◆ Input rows:
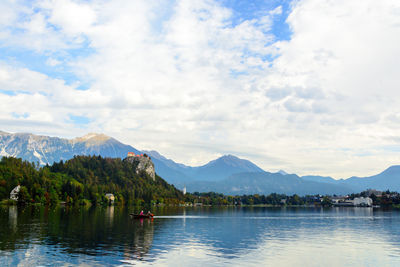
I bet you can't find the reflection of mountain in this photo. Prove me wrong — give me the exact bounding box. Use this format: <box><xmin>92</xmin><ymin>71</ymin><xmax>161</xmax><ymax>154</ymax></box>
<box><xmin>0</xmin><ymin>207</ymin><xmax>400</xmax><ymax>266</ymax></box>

...

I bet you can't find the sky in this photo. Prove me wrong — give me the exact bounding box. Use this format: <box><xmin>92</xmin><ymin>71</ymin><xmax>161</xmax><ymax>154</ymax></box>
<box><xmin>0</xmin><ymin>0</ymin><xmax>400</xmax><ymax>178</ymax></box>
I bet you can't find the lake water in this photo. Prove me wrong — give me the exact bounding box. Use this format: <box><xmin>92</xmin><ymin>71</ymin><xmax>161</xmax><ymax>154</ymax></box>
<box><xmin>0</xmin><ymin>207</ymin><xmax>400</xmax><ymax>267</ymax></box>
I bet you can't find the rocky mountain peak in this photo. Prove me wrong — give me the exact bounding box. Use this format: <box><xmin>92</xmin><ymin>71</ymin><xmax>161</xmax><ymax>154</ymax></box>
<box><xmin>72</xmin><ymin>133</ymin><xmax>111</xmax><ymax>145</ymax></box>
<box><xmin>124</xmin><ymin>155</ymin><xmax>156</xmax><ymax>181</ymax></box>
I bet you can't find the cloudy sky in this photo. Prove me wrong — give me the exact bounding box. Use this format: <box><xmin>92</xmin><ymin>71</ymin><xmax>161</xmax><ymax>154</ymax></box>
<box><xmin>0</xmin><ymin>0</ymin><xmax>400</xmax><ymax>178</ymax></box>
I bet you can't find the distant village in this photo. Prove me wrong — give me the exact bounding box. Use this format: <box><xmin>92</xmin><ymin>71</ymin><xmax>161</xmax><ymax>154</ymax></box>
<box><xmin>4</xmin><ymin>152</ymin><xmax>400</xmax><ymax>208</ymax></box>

---

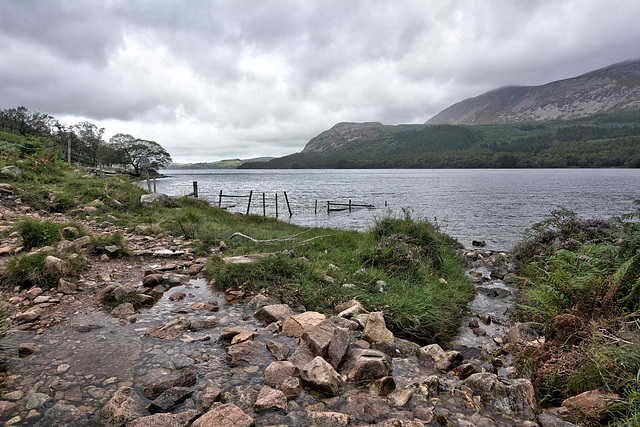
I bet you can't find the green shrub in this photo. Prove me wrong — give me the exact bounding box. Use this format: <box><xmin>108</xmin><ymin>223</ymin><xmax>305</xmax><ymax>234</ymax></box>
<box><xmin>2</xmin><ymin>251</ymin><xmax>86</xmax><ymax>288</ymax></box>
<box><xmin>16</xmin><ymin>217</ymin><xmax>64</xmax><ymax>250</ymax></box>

◆ Written instruction: List each line in the rows above that contains the word "mountain".

◆ Problem solution:
I bet you can't find the reflection of mountain in this photo. Prove me wrong — give me the exact bounding box. Use this format: <box><xmin>92</xmin><ymin>71</ymin><xmax>161</xmax><ymax>154</ymax></box>
I bet you can't find the rocky mountain peak in this photo. Prove me wrong — give me the exact bounding box. Use this format: <box><xmin>92</xmin><ymin>71</ymin><xmax>161</xmax><ymax>154</ymax></box>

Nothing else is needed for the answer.